**Records supplied:**
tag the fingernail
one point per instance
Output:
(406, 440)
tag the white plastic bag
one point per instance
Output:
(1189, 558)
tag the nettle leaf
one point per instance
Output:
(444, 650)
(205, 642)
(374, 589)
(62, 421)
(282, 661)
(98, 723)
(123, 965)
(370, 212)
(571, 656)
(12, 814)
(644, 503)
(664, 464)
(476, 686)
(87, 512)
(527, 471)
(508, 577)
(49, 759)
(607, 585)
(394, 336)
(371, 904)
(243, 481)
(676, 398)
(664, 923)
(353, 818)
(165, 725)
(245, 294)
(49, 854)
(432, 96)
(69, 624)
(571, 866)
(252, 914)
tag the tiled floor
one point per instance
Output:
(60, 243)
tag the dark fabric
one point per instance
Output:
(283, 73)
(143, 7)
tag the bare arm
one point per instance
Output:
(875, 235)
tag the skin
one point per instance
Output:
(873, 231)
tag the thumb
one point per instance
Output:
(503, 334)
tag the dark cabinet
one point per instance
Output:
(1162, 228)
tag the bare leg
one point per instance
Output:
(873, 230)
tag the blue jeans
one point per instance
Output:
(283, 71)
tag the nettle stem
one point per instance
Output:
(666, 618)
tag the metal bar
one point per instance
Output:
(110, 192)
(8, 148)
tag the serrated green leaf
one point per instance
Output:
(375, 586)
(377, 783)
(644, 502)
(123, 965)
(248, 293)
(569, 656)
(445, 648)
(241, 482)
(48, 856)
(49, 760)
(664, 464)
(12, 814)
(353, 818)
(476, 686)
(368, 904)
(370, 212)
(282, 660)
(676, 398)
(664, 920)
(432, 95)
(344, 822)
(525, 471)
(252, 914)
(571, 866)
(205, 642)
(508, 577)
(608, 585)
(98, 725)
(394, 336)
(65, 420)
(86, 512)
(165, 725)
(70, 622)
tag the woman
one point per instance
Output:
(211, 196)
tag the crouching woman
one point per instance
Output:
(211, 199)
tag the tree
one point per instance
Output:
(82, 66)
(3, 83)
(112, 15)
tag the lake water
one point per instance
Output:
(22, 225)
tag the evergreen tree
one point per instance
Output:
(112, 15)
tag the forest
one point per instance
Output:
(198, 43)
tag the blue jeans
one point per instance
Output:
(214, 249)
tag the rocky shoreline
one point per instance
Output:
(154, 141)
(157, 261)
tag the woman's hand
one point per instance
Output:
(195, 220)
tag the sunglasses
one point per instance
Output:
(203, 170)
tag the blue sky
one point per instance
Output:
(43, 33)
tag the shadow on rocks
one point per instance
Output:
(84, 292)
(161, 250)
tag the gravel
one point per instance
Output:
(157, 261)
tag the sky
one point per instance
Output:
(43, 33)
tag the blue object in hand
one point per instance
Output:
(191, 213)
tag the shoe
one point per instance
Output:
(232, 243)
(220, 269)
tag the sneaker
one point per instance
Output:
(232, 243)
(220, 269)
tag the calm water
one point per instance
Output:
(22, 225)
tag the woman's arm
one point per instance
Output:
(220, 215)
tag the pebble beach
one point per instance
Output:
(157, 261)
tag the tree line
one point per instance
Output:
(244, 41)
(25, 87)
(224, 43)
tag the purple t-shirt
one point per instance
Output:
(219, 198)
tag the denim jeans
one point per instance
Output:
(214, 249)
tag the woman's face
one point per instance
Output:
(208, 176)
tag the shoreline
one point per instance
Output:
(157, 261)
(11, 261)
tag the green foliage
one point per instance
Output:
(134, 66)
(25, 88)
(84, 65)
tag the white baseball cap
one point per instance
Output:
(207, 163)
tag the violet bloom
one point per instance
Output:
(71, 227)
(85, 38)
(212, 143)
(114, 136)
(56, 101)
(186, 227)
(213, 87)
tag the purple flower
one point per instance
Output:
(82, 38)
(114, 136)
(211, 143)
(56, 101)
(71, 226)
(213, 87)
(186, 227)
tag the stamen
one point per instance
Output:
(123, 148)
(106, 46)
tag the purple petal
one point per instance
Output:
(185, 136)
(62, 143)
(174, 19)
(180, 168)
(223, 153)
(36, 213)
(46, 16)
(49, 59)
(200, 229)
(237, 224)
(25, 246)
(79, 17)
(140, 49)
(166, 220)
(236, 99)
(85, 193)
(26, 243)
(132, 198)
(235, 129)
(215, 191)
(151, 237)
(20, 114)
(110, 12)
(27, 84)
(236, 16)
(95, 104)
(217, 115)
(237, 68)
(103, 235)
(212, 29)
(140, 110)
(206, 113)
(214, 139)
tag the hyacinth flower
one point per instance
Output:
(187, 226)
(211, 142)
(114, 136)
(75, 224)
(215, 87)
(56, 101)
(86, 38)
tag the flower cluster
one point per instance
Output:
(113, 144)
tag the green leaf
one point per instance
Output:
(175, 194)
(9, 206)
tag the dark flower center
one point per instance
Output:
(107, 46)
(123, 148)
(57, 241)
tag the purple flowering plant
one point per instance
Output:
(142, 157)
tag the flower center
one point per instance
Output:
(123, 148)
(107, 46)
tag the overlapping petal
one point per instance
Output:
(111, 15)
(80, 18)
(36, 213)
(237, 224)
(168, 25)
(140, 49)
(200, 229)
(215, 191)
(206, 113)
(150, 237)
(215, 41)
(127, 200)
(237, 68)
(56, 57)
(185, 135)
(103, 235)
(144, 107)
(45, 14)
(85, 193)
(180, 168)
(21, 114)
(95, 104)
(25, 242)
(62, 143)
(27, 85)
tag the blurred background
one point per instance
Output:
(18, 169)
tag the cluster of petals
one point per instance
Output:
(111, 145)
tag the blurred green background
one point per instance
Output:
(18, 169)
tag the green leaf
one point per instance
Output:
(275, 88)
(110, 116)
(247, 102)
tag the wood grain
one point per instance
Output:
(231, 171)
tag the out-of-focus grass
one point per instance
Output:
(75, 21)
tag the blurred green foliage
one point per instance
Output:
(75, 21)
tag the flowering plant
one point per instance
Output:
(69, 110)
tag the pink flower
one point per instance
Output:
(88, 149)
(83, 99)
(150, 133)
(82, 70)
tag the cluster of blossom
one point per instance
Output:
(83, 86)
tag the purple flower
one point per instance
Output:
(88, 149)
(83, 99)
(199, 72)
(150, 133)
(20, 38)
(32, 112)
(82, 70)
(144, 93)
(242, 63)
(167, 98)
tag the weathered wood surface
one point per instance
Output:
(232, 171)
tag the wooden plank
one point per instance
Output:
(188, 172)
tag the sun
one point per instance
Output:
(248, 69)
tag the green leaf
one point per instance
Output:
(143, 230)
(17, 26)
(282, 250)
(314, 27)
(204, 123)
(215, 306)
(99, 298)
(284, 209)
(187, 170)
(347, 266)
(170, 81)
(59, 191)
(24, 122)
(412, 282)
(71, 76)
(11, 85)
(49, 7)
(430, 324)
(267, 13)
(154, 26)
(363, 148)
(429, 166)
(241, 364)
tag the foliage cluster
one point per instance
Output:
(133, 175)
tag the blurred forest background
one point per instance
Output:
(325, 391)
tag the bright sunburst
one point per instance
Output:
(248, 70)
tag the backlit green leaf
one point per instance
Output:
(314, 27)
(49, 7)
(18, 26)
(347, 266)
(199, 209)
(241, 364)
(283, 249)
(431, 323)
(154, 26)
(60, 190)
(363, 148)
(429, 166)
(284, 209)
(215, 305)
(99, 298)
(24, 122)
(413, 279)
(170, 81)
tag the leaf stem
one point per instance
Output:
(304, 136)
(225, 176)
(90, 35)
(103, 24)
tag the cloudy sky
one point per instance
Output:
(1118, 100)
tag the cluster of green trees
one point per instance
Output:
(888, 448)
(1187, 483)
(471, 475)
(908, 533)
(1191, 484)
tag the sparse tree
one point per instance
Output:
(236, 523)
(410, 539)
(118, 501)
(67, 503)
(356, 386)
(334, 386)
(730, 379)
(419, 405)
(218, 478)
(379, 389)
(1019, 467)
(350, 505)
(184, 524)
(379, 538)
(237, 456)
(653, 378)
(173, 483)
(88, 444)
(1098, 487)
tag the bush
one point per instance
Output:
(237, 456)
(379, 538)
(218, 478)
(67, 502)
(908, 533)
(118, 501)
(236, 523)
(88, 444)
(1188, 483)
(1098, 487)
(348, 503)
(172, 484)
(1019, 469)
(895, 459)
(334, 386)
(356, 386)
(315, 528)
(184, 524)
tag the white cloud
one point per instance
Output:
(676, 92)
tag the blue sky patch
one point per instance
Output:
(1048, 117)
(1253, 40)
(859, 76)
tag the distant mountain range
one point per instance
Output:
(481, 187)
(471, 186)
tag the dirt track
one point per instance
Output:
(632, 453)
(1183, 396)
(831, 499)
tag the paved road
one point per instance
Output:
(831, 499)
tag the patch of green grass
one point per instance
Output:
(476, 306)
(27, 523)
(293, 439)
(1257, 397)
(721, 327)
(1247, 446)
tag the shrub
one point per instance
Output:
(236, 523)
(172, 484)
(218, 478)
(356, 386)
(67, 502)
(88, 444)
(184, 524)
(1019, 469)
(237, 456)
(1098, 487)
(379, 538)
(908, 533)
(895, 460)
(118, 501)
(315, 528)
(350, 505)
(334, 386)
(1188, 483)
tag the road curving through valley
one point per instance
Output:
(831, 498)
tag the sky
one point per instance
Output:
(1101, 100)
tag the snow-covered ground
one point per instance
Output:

**Assignment:** Write down every line of the data above that includes the string "blue".

**Output of the exercise:**
tag the blue jeans
tag the blue jeans
tag the blue sky
tag the blue object in hand
tag the blue sky patch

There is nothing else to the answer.